▶ EXERCISE DETAILS: Pick out each line below that contains the word "path" and copy those lines.

▶ STORED RECORDS:
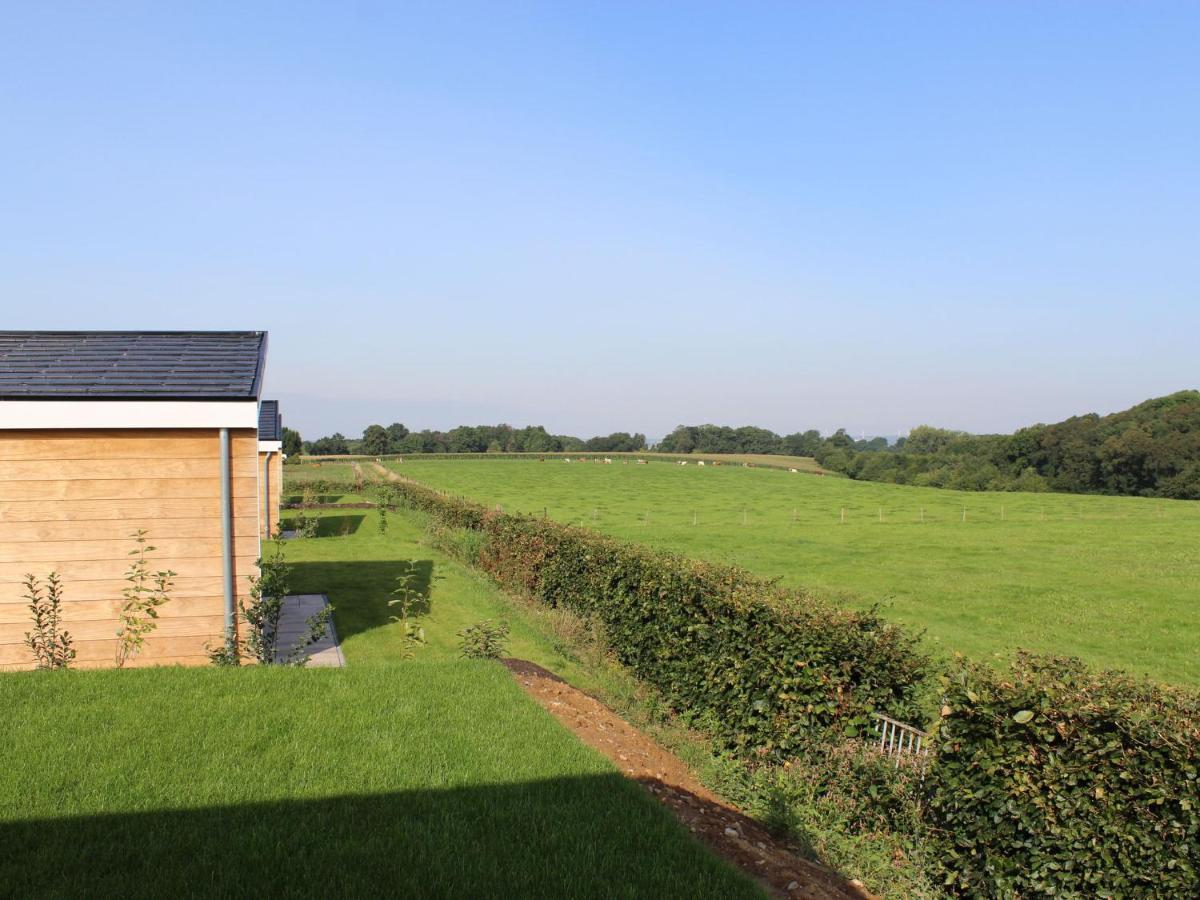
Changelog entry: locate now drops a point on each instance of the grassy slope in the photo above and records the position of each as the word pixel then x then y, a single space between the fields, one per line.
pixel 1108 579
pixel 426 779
* * *
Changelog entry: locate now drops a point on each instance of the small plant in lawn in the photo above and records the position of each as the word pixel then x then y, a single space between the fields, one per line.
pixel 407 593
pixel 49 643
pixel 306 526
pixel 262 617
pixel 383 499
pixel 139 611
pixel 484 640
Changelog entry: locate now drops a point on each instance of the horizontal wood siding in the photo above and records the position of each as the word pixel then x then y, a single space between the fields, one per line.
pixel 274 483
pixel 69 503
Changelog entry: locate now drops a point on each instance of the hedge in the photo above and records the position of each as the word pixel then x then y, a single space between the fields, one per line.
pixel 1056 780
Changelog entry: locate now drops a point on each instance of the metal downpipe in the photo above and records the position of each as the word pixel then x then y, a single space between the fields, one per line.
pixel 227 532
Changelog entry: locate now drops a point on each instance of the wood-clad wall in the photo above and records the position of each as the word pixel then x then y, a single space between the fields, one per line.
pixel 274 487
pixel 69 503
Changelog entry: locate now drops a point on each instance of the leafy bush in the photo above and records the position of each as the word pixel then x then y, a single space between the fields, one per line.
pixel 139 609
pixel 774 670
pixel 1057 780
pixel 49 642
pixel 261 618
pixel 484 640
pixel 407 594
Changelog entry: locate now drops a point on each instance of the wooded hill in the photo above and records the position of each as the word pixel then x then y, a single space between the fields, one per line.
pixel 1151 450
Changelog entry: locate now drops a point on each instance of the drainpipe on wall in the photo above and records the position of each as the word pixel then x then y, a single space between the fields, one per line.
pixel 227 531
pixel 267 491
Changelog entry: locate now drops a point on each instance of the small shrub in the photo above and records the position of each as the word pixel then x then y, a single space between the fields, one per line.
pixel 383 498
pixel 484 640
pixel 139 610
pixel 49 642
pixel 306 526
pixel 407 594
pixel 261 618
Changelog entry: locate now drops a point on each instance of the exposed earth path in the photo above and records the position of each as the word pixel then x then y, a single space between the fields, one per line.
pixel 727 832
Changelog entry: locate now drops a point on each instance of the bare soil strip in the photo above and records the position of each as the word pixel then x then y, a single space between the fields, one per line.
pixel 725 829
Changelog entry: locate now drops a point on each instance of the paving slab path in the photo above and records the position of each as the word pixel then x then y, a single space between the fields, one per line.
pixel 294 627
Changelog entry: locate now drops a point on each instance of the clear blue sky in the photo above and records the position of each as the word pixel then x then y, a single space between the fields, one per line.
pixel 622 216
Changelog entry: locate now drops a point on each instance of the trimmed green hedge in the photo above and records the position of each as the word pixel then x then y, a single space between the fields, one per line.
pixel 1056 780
--
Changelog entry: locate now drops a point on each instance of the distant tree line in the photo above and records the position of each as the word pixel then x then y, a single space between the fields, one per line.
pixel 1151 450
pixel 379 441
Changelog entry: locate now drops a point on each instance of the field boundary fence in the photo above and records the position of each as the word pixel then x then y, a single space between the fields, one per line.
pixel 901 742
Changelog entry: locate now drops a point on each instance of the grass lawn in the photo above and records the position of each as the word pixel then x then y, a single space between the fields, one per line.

▶ COMPLETE OUTPUT:
Changelog entry: locate now drops a point on each instance of the exposed earth path in the photo above and records the position of each as the word pixel then x then y, a single space between the fields, one per line.
Changelog entry: locate now drops a point on each instance of the paving slab path in the photo above and records the position of each as the word pixel then x then y, a single space between the fields, one per line.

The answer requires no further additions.